(Beginning of Document text)
In the United States 24 million people have diagnosed diabetes; the heart disease death rate among those with diabetes is 2-4 times higher than for those without the disease, so there is an inter-relationship. About 65 percent of patients with diabetes die of heart disease or stroke, she noted.

“For BARI 2D, we compared people who had Type 2 diabetes and coronary heart disease who were suitable for either angioplasty, that is, inserting stents, or coronary artery bypass graft surgery — known as CABG — but they didn’t need those procedures urgently. We looked at those who had symptoms,” she said. “The goal in our practical clinical trial was to compare prompt revascularization versus delayed or no revascularization. Remember, revascularization could be either angioplasty or CABG.”

Kelsey noted that physicians were making all the medical decisions in the study.

“One of the practical factors we faced is that before the patients were assigned to treatment, the cardiologist decided which of the vascular treatments, CABG or angioplasty, would be more appropriate for the individual. There was a tendency for people who have more severe disease to get CABG — about 200 participants, versus the angioplasty group, which had about 400 research subjects,” she said.

“It’s also true that the doctors chose which drugs and which dosages, not in the old-fashioned way to pick just one drug and that’s what one gets. There were various adjustments made during the study for dosage and for changing drugs to fit the needs of the patients,” Kelsey said.

“How do you judge success in this trial? Primarily, we wanted to see if people live longer. We wanted to prevent heart attacks. We wanted to avoid further medical procedures and we wanted to relieve angina pain and improve the quality of life.”

The results of the study showed that neither angioplasty nor CABG affected mortality rates compared to intensive medical therapy alone. “This is a pretty important finding,” she said. “With heart attacks, we showed a lower heart attack rate with angioplasty, but there was no reduction using CABG.”
(End of Document text)
(Beginning of Given records)
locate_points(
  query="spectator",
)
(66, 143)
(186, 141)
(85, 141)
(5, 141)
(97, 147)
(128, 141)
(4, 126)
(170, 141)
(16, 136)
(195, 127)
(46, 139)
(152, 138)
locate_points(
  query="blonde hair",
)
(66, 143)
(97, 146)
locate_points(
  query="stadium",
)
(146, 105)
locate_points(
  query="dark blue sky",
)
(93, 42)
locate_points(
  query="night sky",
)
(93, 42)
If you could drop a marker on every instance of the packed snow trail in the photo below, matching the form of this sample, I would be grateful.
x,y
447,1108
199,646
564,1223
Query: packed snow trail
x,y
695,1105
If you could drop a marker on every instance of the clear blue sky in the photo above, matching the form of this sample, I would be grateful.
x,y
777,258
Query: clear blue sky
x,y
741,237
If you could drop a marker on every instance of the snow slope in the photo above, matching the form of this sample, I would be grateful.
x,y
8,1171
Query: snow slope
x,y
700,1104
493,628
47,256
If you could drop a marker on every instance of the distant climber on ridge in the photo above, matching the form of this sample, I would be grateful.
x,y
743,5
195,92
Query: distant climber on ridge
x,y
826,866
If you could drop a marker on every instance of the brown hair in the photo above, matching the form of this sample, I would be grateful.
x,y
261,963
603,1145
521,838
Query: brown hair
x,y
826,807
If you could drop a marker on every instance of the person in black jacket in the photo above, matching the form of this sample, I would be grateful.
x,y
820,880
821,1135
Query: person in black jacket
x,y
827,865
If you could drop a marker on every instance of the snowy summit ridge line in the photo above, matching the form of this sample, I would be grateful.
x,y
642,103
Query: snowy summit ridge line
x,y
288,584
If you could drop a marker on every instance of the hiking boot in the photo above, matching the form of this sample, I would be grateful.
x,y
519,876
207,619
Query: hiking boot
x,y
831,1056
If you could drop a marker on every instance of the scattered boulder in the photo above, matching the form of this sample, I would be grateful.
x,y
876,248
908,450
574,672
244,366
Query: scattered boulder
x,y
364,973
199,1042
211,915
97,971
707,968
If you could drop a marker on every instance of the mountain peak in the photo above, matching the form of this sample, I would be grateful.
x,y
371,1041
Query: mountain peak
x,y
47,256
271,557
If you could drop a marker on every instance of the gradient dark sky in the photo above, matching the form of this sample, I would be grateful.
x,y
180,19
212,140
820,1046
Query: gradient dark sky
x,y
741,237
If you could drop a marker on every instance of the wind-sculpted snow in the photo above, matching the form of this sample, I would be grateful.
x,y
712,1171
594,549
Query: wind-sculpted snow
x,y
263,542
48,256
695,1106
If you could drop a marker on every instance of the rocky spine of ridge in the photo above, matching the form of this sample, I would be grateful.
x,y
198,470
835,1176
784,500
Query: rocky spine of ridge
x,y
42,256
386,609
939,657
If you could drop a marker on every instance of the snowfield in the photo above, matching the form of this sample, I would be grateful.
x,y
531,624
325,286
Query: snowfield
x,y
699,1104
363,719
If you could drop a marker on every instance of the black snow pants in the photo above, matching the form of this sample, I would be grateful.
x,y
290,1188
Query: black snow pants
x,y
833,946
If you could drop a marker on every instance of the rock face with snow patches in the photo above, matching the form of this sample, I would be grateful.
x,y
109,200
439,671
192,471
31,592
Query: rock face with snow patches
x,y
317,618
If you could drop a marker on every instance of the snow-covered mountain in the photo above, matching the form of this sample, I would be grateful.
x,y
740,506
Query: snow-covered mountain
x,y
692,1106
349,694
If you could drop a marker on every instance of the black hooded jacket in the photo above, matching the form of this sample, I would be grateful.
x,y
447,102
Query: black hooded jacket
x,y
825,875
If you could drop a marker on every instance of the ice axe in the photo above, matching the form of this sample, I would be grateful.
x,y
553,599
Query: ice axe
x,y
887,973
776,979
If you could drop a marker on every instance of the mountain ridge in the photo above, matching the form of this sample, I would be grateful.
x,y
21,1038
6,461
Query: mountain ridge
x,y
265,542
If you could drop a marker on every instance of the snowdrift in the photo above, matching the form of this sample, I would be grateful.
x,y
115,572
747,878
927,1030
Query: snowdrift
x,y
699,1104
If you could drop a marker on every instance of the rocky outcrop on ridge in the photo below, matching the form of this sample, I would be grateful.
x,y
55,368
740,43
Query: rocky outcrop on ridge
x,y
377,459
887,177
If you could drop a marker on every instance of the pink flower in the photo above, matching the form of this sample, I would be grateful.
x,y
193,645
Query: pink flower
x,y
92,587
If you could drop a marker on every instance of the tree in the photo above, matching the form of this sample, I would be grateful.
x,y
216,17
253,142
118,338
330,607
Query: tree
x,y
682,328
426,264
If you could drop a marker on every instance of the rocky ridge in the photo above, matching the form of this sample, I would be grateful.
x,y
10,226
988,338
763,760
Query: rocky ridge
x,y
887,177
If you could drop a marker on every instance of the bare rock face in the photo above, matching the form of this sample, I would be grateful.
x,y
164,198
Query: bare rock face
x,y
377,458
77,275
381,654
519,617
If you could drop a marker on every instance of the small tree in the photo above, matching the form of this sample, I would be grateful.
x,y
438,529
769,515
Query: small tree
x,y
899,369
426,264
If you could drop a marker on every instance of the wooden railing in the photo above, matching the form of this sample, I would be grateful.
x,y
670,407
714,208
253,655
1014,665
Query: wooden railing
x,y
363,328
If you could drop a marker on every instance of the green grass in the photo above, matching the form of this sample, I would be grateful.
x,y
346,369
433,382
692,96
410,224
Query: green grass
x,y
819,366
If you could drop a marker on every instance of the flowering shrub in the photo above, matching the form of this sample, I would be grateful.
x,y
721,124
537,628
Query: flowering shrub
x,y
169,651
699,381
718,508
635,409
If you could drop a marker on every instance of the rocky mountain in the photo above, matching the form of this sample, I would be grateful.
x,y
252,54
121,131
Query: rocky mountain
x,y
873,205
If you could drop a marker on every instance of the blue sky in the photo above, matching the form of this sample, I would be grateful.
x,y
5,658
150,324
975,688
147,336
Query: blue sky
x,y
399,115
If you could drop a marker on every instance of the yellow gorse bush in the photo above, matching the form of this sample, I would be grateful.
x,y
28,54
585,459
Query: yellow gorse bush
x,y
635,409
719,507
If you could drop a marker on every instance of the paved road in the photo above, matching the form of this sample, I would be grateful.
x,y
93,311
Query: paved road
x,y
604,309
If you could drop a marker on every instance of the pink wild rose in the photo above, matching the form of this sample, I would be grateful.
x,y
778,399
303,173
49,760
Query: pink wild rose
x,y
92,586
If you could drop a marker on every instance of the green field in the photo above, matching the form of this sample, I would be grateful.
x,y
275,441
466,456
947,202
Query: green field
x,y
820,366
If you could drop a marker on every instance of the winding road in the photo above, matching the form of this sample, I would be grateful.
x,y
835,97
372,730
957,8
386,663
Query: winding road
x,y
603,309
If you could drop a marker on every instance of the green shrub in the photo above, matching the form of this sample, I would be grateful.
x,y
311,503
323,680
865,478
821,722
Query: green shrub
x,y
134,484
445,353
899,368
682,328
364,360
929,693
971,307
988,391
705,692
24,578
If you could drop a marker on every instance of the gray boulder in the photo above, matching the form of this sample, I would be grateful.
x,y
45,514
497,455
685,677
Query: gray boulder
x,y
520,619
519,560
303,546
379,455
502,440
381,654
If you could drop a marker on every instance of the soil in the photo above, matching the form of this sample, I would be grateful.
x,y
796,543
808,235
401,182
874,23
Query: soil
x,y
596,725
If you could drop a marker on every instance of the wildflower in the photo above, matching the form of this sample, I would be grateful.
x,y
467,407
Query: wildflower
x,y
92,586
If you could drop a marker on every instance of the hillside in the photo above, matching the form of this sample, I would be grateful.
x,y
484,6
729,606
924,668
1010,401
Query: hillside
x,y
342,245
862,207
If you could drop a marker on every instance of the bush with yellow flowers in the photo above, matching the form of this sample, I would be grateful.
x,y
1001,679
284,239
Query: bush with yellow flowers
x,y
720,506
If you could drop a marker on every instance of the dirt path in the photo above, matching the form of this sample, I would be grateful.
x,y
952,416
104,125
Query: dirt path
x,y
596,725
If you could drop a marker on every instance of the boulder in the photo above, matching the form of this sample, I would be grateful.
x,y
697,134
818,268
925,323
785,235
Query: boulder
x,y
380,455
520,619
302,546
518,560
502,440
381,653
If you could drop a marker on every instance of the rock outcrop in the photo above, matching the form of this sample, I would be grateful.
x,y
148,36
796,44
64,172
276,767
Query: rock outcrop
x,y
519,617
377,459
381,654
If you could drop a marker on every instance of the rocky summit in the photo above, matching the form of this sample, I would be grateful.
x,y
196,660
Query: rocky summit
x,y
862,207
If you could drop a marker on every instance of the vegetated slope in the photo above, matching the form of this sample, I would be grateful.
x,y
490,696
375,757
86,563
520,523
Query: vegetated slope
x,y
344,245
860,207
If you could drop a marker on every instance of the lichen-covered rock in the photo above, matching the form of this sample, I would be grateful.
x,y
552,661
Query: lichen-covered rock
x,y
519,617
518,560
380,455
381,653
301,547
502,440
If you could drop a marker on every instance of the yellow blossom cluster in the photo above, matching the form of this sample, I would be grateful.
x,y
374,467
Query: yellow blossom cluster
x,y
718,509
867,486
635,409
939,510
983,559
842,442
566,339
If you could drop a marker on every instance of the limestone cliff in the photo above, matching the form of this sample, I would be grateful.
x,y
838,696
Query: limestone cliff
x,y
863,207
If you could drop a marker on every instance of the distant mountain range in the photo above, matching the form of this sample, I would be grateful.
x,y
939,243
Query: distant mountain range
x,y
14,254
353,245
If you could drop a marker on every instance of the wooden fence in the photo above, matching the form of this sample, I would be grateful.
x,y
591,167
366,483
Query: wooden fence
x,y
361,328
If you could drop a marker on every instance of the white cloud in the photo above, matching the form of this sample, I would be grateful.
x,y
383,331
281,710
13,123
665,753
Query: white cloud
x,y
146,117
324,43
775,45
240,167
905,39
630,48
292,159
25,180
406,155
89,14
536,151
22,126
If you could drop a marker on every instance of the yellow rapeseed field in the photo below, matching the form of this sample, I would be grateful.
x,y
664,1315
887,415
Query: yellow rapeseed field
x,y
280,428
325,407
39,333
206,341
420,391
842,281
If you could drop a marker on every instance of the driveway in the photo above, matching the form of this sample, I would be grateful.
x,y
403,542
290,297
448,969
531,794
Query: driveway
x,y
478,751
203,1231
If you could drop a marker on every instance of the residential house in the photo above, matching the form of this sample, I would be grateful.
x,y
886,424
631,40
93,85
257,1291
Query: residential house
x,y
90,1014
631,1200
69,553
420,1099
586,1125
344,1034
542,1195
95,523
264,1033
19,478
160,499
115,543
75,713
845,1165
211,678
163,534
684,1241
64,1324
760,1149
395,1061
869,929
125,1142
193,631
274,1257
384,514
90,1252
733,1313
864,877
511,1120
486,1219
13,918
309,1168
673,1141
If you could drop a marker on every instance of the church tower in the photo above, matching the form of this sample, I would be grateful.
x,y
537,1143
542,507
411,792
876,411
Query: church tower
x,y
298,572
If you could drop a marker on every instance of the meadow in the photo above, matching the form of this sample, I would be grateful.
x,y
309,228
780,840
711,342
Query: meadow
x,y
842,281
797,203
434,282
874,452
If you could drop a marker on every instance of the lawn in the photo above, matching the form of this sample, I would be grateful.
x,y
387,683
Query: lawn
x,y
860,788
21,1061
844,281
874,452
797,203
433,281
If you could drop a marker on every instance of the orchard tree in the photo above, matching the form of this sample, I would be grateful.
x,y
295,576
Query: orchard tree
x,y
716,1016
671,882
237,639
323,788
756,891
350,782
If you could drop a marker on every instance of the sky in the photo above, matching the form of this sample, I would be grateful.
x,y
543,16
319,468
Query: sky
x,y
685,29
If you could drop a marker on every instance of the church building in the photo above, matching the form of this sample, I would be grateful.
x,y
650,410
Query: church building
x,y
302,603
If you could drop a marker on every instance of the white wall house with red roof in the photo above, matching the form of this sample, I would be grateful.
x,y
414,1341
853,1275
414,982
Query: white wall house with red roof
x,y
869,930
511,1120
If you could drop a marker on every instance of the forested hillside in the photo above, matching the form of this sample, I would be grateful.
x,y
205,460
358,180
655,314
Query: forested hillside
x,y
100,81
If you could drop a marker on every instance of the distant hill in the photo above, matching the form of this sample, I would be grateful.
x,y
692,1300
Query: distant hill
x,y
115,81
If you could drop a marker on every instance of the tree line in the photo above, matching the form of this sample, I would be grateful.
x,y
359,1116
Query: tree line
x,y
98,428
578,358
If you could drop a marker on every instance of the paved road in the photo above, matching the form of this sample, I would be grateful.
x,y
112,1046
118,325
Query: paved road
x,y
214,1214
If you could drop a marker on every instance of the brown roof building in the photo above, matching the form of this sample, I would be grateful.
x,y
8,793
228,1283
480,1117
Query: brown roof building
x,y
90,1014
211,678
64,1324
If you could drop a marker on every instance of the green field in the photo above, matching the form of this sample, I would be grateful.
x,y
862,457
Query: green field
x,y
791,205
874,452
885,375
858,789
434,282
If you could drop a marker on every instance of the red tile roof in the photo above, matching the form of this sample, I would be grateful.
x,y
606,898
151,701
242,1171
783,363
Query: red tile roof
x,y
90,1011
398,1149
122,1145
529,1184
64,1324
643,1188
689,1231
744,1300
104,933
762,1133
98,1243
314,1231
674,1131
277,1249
(End of Given records)
# Your task
In the BARI 2D text, about how many research subjects were in the angioplasty group?

# Solution to this task
About 400.